*** PASSAGE FOR REVIEW ***

University Presentation
We may have three lectures about synthetic biology in our mandatory course, but we thought this is by far not enough to educate students on synthetic biology and iGEM! So we worked together with Dr. Stefano Vavassori, lecturer at the University of Zurich, to facilitate access to synthetic biology content for UZH students.
In March of 2020, Dr. Vavassori was kind enough to grant us a couple of minutes of his lecturing time to shortly educate UZH students about synthetic biology and iGEM. Due to the lockdown we recorded a short presentation and submitted it to the online lecture, so all the students have access to the recording.
We are planning to make it a yearly tradition to educate more students on the topic of synthetic biology.
iGEM Recruitment
We can't be an iGEM project speaking of getting people interested in the field of synthetic biology without also making sure our legacy in the competition gets carried on. So we did exactly that and went into lectures advertising not just iGEM but a general introduction to synthetic biology and a presentation of our projects, to get university students into synthetic biology via iGEM.
To make it accessible to everyone, especially since attendance is currently limited at our university, we streamed and recorded it as well.

*** DATA UNDER STUDY ***

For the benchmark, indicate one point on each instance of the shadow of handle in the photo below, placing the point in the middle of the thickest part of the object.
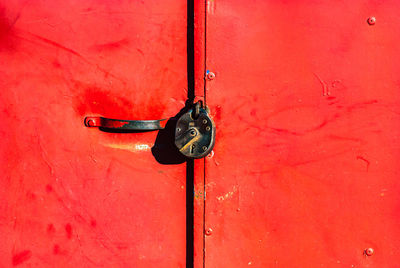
(124, 125)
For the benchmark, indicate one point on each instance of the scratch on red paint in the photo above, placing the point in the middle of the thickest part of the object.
(363, 159)
(68, 230)
(21, 257)
(325, 88)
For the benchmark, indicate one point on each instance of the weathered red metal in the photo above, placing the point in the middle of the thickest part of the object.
(306, 103)
(77, 197)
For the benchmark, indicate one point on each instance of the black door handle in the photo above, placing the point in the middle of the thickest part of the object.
(194, 129)
(117, 124)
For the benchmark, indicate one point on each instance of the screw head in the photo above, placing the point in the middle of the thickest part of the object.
(210, 75)
(371, 20)
(208, 231)
(369, 251)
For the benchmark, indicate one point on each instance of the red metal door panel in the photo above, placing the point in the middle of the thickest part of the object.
(306, 165)
(71, 196)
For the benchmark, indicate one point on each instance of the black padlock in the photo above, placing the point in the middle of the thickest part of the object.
(195, 132)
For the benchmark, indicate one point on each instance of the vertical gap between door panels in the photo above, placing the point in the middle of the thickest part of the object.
(204, 163)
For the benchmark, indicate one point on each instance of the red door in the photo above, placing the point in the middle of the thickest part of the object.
(306, 100)
(72, 196)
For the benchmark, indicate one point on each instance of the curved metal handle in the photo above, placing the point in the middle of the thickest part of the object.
(137, 125)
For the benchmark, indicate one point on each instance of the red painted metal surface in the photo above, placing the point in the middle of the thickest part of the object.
(71, 196)
(199, 172)
(306, 100)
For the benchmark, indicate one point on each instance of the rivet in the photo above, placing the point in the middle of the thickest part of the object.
(211, 154)
(371, 20)
(369, 251)
(209, 231)
(210, 75)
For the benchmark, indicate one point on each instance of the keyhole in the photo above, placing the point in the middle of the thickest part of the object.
(192, 148)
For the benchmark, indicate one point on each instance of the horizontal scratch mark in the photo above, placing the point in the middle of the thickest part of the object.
(359, 157)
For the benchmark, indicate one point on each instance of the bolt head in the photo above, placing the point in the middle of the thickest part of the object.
(210, 76)
(371, 20)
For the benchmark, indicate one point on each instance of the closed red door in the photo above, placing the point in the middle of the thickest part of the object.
(72, 196)
(305, 171)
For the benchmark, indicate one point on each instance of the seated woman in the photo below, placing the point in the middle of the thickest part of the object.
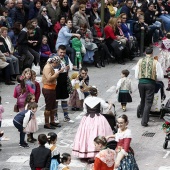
(112, 41)
(87, 41)
(99, 39)
(92, 124)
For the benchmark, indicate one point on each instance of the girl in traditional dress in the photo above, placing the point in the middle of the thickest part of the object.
(124, 88)
(52, 140)
(77, 97)
(65, 161)
(32, 126)
(125, 155)
(21, 91)
(91, 125)
(105, 159)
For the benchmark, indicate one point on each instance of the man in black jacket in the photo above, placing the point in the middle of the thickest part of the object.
(40, 157)
(153, 25)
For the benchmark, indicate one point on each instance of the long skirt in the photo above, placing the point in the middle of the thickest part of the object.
(32, 126)
(88, 130)
(128, 163)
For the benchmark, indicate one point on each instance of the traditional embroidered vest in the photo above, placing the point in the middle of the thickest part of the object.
(147, 68)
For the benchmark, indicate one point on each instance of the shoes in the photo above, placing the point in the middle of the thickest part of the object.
(164, 38)
(145, 124)
(55, 124)
(9, 83)
(49, 127)
(67, 119)
(75, 69)
(25, 145)
(73, 109)
(97, 65)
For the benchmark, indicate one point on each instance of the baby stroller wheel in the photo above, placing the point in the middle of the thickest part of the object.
(138, 112)
(165, 144)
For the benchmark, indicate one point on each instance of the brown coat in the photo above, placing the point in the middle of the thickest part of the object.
(49, 76)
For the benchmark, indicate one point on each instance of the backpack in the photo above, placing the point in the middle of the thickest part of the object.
(54, 163)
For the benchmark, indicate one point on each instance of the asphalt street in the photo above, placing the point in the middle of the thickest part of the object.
(149, 152)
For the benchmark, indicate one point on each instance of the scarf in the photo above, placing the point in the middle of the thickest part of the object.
(98, 31)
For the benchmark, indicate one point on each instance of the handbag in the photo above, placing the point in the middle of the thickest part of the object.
(16, 109)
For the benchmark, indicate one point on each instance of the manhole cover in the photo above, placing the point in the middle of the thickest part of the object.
(148, 134)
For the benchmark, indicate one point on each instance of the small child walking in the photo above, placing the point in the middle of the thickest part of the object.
(32, 126)
(37, 86)
(21, 121)
(21, 91)
(77, 97)
(40, 157)
(124, 88)
(51, 144)
(65, 161)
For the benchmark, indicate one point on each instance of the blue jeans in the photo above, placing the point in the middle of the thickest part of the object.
(166, 20)
(20, 129)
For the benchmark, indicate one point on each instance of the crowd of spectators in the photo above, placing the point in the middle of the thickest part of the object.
(32, 30)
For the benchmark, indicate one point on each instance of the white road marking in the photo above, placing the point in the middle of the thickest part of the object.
(18, 159)
(167, 153)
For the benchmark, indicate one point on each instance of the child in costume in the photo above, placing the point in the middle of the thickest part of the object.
(77, 97)
(164, 56)
(76, 44)
(51, 144)
(32, 126)
(65, 161)
(124, 88)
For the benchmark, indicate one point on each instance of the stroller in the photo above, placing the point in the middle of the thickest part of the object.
(159, 97)
(166, 129)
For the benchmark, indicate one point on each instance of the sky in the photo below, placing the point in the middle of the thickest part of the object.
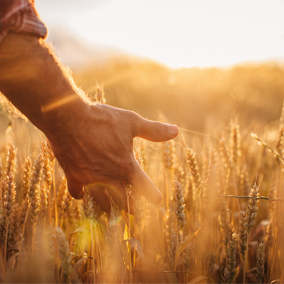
(178, 33)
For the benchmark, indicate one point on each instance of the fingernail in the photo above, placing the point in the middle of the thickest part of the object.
(173, 130)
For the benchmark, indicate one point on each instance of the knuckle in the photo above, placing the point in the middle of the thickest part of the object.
(128, 168)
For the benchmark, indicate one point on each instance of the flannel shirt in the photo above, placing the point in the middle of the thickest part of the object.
(20, 16)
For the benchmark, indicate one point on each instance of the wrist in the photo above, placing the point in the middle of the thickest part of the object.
(61, 117)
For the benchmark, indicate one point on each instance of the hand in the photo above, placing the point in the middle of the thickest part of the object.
(96, 148)
(93, 143)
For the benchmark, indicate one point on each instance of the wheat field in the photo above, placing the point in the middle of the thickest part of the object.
(222, 183)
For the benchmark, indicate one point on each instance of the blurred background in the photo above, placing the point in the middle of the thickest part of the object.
(197, 62)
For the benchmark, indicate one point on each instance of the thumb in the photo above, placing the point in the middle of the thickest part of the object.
(75, 189)
(155, 131)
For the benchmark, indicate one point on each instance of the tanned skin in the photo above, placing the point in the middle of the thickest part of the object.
(92, 142)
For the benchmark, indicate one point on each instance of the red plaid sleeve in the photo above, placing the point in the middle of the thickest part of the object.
(20, 16)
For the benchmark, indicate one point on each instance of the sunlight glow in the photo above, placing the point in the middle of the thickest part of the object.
(179, 33)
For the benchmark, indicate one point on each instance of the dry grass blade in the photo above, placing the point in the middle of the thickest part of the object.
(137, 245)
(260, 142)
(185, 244)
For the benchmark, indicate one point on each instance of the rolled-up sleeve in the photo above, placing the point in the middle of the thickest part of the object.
(20, 16)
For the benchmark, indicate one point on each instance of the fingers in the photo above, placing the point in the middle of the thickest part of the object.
(75, 189)
(153, 130)
(145, 187)
(101, 192)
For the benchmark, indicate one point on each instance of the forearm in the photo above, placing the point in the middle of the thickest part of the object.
(33, 80)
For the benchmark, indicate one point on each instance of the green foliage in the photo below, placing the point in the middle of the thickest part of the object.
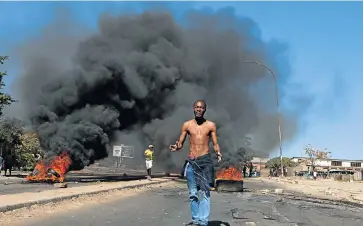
(11, 130)
(24, 144)
(275, 163)
(5, 99)
(316, 154)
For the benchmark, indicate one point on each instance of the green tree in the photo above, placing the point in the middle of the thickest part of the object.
(5, 99)
(275, 163)
(10, 130)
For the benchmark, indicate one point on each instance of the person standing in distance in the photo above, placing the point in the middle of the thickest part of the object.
(199, 168)
(149, 157)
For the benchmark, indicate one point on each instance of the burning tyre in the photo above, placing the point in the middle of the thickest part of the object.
(229, 180)
(53, 172)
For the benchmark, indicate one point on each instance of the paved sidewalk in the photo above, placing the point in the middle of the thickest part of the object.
(322, 188)
(15, 201)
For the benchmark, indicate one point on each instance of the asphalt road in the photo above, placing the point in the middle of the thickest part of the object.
(170, 206)
(15, 185)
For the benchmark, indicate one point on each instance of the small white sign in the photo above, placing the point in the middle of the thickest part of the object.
(117, 151)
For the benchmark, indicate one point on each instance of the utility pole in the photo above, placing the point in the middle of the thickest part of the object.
(278, 108)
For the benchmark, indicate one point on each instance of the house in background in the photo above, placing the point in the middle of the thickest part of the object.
(329, 164)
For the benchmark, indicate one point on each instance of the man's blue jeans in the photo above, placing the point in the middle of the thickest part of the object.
(199, 204)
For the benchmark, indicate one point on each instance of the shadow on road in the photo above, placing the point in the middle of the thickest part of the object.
(102, 178)
(218, 223)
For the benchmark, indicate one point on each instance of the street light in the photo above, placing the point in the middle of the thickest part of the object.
(277, 104)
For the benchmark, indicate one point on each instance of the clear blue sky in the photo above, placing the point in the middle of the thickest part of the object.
(326, 56)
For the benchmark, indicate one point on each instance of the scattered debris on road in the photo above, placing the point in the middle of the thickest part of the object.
(60, 185)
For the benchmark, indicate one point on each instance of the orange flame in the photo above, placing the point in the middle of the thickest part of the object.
(42, 172)
(230, 173)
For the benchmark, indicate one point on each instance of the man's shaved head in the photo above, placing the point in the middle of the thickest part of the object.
(200, 101)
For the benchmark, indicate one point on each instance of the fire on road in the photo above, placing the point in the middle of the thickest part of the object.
(169, 206)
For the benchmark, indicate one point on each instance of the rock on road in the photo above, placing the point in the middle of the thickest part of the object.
(168, 205)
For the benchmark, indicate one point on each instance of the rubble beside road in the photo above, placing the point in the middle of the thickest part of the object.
(16, 201)
(321, 188)
(28, 215)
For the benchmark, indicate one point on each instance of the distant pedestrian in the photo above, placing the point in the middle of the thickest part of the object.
(250, 168)
(244, 170)
(149, 157)
(315, 174)
(1, 164)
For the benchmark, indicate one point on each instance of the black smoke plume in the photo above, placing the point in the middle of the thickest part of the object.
(134, 82)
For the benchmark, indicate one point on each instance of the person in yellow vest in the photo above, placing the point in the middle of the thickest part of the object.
(149, 157)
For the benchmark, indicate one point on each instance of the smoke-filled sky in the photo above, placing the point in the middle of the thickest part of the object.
(186, 56)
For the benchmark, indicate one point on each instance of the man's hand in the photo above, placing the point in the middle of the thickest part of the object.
(219, 156)
(174, 147)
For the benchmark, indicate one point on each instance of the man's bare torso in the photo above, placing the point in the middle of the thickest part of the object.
(199, 137)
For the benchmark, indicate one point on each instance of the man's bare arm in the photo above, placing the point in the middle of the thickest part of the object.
(179, 143)
(214, 138)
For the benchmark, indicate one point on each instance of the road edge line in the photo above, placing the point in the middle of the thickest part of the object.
(8, 208)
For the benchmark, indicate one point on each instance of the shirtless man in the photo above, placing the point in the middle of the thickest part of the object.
(199, 169)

***

▶ **ASSIGNMENT**:
Please extend the passage on synthetic biology outreach and iGEM recruitment, not the entries, starting after its last sentence.

▶ **RESULT FOR THIS TASK**:
Project Presentations
Of course we also had to show off our project in academic circles to gain feedback and improve on our project. Primarily this included our collaboration with the other Swiss teams (UniL & EPFL), for which we went to Lausanne to present our project and discuss it with the other teams and iGEM alumni. You can read more about that on our Collaboration page.
Additionally we will be presenting our project at our university, once it is completed. We are given the opportunity to present our research to our host lab, particularly to improve our own understanding of presenting academic research. One of our sponsors, the Science Alumni at the University of Zurich is also hosting us in early spring of 2021, to present our key take-aways from the project.